A questo brano, Cremonini fa seguire una nuova ripartenza, Un’alba rosa. È delicatissima la metafora che racconta di come le parole si insinuino senza «disturbare l’immensa bellezza dei tuoi desideri». È qui che il disco probabilmente assume l’apice dell’ispirazione musicale. L’autore riesce a descrivere il momento topico, dolce ma fatale, del passaggio tra la notte e il giorno – che è un altro modo d’intendere il confine –, nel movimento che fa l’armonia, con gusto classico che dà suggestione di antico e contemporaneo: come l’alba che si spalanca per compitare un nuovo inizio. L’alba è già domani, futuro a cui guardare con bramosia, che produce la «poesia nello streaming» del pezzo successivo (Streaming, appunto): una scultura che vien fuori dal marmo grezzo e un amore nuovo di zecca.

## Compiti da svolgere
A) Ripeti alla lettera, dal testo sul disco di Cremonini, il tratto da "A questo brano, Cremonini" fino a "nuovo di zecca.".
B) Riprendi il testo sul disco di Cremonini dopo la sua ultima frase e portalo avanti.

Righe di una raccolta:
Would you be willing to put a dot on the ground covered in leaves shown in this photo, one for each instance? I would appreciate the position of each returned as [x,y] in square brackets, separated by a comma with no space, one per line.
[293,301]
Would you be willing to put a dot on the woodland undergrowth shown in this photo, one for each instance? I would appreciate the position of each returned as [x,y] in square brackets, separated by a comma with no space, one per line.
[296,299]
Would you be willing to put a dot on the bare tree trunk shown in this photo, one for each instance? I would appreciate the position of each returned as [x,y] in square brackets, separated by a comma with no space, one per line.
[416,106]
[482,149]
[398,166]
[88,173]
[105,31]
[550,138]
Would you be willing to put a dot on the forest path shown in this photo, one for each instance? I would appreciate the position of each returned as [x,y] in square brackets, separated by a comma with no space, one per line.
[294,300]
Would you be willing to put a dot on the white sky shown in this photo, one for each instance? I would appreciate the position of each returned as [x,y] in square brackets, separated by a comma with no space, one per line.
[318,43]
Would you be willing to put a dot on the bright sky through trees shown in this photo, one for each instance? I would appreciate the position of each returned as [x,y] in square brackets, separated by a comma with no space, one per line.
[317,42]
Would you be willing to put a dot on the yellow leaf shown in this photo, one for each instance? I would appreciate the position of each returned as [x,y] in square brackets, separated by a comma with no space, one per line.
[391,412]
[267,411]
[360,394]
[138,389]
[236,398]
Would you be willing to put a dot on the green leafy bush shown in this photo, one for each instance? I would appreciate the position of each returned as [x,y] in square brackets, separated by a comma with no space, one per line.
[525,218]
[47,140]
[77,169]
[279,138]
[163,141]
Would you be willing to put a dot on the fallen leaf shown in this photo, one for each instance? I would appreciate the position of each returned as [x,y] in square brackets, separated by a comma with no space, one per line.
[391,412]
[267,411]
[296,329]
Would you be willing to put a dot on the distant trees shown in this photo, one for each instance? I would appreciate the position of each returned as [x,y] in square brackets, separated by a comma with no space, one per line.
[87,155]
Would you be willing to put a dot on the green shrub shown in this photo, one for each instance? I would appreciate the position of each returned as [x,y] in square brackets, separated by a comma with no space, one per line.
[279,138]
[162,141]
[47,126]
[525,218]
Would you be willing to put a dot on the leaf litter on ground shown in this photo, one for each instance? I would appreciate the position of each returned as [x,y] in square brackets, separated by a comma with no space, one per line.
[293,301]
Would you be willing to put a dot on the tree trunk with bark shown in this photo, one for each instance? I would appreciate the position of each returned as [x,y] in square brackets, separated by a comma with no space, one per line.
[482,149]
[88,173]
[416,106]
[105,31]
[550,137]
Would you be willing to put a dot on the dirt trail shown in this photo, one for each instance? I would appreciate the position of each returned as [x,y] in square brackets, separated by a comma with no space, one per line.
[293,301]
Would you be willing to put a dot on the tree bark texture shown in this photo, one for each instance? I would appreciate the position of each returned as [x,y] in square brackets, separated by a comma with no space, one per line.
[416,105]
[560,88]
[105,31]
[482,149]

## Risposte dell'esercizio
A)
A questo brano, Cremonini fa seguire una nuova ripartenza, Un’alba rosa. È delicatissima la metafora che racconta di come le parole si insinuino senza «disturbare l’immensa bellezza dei tuoi desideri». È qui che il disco probabilmente assume l’apice dell’ispirazione musicale. L’autore riesce a descrivere il momento topico, dolce ma fatale, del passaggio tra la notte e il giorno – che è un altro modo d’intendere il confine –, nel movimento che fa l’armonia, con gusto classico che dà suggestione di antico e contemporaneo: come l’alba che si spalanca per compitare un nuovo inizio. L’alba è già domani, futuro a cui guardare con bramosia, che produce la «poesia nello streaming» del pezzo successivo (Streaming, appunto): una scultura che vien fuori dal marmo grezzo e un amore nuovo di zecca.

B)
Qui il percorso si fa sicuro, passa per l’innamoramento che sfrutta l’idea significante del lampo giallo dei limoni e sfocia ne Il mio cuore è già tuo, che evoca la ragazza del futuro del disco precedente, «qualcuno che indichi la strada», che lì volava su una nuvola e qui non è «uguale a nessuna» e, come novella Beatrice, scende finalmente dalla luna. È come se Cremonini cantasse la coerenza della propria poetica, senza un briciolo di autocelebrazione ma per raccontare una storia che – sua e solo sua, con sguardo intimo sulla realtà – riesca a diventare di tutti, scendendo dal cielo alla terra, al qui e ora.
Il concetto del qui e ora, del fatto che un’idea tua e solo tua possa essere preziosa già solo perché all’altro a cui tieni, è il centro del brano successivo, Una poesia: l’amore vissuto con semplicità e trasporto, una celebrazione del quotidiano. È la semplicità riscontrata all’approdo in Alaska. Un brano dalla musica apparentemente usuale, eppure molto significante e, in certi passaggi armonici, per niente scontata, che immaginiamo cantata con gusto nel bel mezzo di un concerto con lo stadio pieno, a suggello di quel concetto di canzoni che funzionano benissimo nel percorso di questo disco e singolarmente.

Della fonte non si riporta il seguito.